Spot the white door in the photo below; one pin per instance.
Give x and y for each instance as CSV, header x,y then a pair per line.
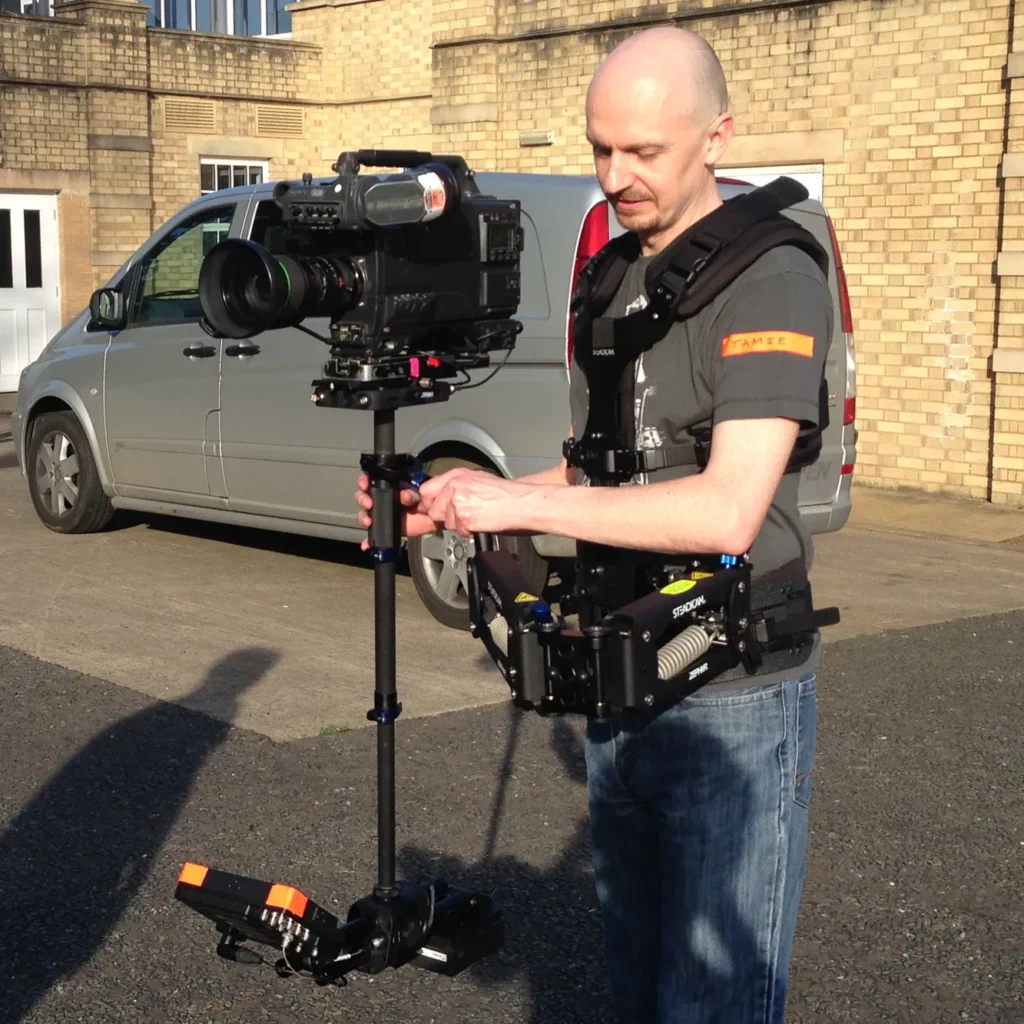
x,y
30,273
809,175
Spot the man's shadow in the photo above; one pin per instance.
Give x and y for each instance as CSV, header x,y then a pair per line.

---

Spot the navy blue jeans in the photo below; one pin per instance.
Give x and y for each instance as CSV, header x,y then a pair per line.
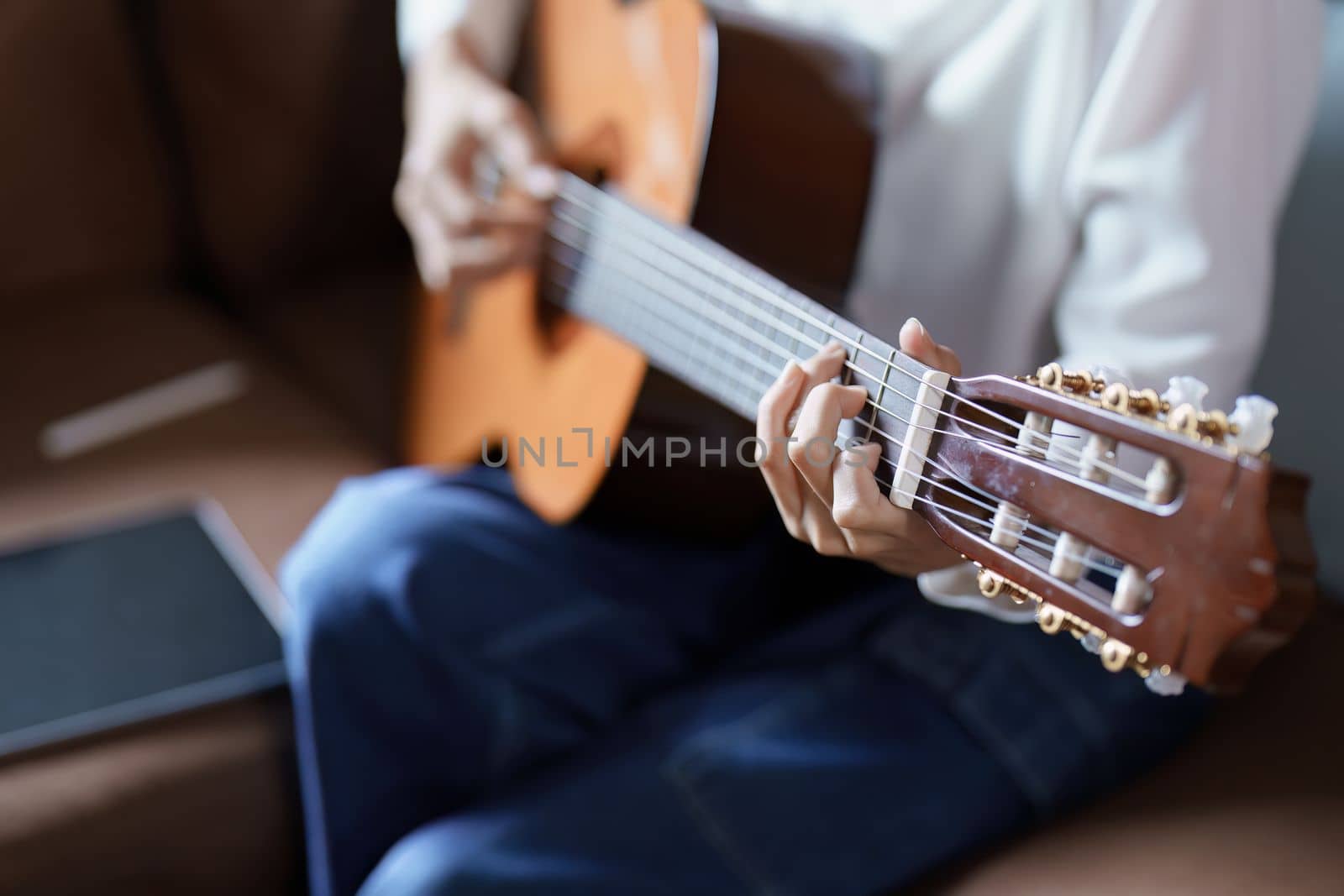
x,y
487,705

WORK TO DO: How many lines of the items above contain the string "below", with case counting? Reply with the number alone.

WRITTEN SOLUTION: 2